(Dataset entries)
______________________________
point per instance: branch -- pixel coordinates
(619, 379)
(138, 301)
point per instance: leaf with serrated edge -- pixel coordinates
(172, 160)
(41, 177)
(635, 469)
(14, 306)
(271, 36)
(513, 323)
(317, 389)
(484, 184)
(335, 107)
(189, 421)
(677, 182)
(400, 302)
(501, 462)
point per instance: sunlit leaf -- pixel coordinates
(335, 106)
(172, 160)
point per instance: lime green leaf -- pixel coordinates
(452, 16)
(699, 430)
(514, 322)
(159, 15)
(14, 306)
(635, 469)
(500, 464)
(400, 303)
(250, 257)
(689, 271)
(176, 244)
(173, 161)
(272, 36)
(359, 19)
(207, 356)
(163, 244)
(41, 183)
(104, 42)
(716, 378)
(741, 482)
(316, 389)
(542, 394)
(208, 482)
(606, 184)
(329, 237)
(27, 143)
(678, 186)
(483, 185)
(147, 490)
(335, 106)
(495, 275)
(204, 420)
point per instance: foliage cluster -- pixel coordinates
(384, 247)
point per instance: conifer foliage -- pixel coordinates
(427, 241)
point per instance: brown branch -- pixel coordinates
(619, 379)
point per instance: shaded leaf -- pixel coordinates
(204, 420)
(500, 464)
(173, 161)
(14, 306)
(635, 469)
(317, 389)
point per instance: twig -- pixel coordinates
______________________________
- [GOAL OF THE EXERCISE]:
In full and word for word, write out the data above.

- [WRITTEN RESPONSE]:
point per instance: branch -- pixel coordinates
(619, 379)
(138, 301)
point per instance: leaf with serrated edge -- pixel coordinates
(172, 160)
(41, 177)
(635, 469)
(14, 306)
(271, 36)
(513, 323)
(317, 389)
(484, 184)
(335, 107)
(189, 421)
(677, 182)
(400, 302)
(501, 462)
point per instance: sunlit leaf -- pixel coordinates
(335, 106)
(172, 160)
point per instance: lime green leaf -- pixel coordinates
(452, 16)
(699, 430)
(514, 322)
(159, 15)
(14, 306)
(635, 469)
(500, 464)
(400, 303)
(250, 257)
(689, 271)
(176, 244)
(173, 161)
(272, 36)
(359, 19)
(207, 356)
(163, 244)
(41, 183)
(104, 42)
(716, 378)
(741, 482)
(316, 389)
(542, 394)
(208, 482)
(606, 184)
(329, 237)
(27, 143)
(678, 186)
(483, 185)
(147, 490)
(335, 106)
(495, 275)
(204, 420)
point per instance: foliage cluster -- pixel coordinates
(384, 247)
point per instance: conifer foliage -- pixel coordinates
(427, 241)
point per instance: brown branch -- pixel coordinates
(619, 379)
point per instance: shaded leaf -- pixel coordinates
(204, 420)
(500, 464)
(173, 161)
(14, 306)
(635, 469)
(317, 389)
point per instance: twig -- pixel coordinates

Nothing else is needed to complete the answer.